* [Collected data]

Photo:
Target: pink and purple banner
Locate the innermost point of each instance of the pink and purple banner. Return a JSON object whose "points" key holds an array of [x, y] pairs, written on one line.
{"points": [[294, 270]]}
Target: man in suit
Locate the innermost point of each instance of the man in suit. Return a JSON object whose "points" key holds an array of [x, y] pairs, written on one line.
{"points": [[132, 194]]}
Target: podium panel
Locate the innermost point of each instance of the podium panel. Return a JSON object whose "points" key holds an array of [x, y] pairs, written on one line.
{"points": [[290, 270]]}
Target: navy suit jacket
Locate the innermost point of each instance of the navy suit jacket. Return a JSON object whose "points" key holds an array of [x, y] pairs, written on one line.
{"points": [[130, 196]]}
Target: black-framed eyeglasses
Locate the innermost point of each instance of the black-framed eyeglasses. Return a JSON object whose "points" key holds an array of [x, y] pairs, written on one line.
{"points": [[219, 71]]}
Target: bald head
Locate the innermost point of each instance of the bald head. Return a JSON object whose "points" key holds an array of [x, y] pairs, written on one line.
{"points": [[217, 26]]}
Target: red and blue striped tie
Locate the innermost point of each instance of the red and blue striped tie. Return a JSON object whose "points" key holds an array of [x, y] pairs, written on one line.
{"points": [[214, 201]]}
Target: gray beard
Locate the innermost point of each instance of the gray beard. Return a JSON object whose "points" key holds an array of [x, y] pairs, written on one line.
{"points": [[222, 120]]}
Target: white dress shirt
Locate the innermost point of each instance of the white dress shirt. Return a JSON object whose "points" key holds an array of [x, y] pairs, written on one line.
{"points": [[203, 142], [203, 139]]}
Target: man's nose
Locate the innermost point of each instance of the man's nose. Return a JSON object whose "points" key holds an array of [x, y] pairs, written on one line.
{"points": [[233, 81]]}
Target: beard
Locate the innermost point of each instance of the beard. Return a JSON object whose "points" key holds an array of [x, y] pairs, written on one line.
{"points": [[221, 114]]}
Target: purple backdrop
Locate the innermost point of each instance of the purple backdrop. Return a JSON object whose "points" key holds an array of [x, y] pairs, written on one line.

* [Written exercise]
Rewrite the listing with every occurrence of "innermost point" changed to "center point". Keep everything else as it is.

* [Answer to the task]
Photo:
Target: pink and purple banner
Locate the center point of each instance of the pink and purple banner. Return a JSON object whose "points" key holds an array of [x, y] pairs, written on one line.
{"points": [[294, 270]]}
Target: man in suit
Locate the center point of each instance of the man in suit. Return a JSON object whose "points" key holds an array of [x, y] pairs, written on one line.
{"points": [[132, 194]]}
Target: podium panel
Locate the center point of each instance of the podium panel. Return a JSON object whose "points" key holds an array of [x, y] pairs, written on one line.
{"points": [[290, 270]]}
Target: navy suit jacket
Locate the center point of each instance of the navy suit jacket. Return a JSON object whose "points" key holds an array of [x, y] pairs, written on one line.
{"points": [[130, 196]]}
Target: black-framed eyeglasses
Locate the center point of each instance of the black-framed eyeglasses. Return a JSON object whose "points" key holds an array of [x, y] pairs, written on one line.
{"points": [[219, 71]]}
Target: bald head
Locate the center point of each instance of the bald head. Return a JSON object whose "points" key holds an array of [x, y] pairs, written on one line.
{"points": [[217, 26]]}
Target: red and blue striped tie
Locate the center point of each instance of the red and blue striped tie. Return a JSON object whose "points" key holds an array of [x, y] pairs, written on one line.
{"points": [[214, 201]]}
Target: gray beard
Locate the center point of each instance of the gray beard. Return a JSON object whose "points" key holds an array of [x, y] pairs, written on one line.
{"points": [[222, 120]]}
Target: white dress shirt
Locate the center point of each instance of the white dress shirt. Return a JSON object whose "points" key holds an array of [x, y] pairs, written on one line.
{"points": [[203, 142], [203, 139]]}
Target: man's nose
Locate the center point of each instance of the man's nose. Return a JSON object whose "points" key holds an array of [x, y] pairs, written on one line.
{"points": [[233, 81]]}
Target: beard
Locate the center point of each instance of the beard. Return a JSON object whose "points" key holds an array of [x, y] pairs, written on one line.
{"points": [[221, 114]]}
Target: purple backdrop
Locate the center point of each instance of the purple backdrop. Return a JSON object whose "points" key holds an array of [x, y] pairs, written on one line.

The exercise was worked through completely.